An exact reproduction of the data below is the required answer.

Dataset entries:

########################################

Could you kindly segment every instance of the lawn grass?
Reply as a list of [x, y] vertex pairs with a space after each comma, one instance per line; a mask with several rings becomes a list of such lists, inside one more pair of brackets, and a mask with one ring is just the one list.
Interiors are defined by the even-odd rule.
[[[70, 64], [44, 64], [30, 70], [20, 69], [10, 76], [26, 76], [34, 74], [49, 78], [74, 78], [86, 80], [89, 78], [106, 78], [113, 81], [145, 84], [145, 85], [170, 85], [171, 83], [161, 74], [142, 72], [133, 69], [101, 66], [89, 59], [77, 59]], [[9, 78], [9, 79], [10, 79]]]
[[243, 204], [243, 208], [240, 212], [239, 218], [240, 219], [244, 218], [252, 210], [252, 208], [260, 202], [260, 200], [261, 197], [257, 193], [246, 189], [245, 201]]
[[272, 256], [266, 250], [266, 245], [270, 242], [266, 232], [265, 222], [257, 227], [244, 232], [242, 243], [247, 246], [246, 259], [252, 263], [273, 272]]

########################################

Worked solution |
Could you kindly segment every instance of the lawn grass?
Reply as a list of [x, y] vertex pairs with a space after each comma, one instance per line; a mask with several rings becomes a list of such lists, inside one more pair of brackets, and a mask with one ring is just the one list.
Interiors are defined by the even-odd rule.
[[[70, 64], [44, 64], [30, 70], [20, 69], [10, 76], [26, 76], [34, 74], [49, 78], [74, 78], [86, 80], [89, 78], [106, 78], [113, 81], [145, 84], [145, 85], [170, 85], [171, 83], [161, 74], [142, 72], [133, 69], [101, 66], [89, 59], [77, 59]], [[9, 78], [9, 79], [10, 79]]]
[[243, 204], [243, 208], [240, 212], [239, 218], [240, 219], [244, 218], [252, 210], [252, 208], [260, 202], [260, 200], [261, 197], [257, 193], [246, 189], [245, 201]]
[[272, 256], [266, 250], [266, 245], [270, 242], [266, 232], [265, 222], [257, 227], [244, 232], [242, 243], [247, 246], [246, 259], [252, 263], [273, 272]]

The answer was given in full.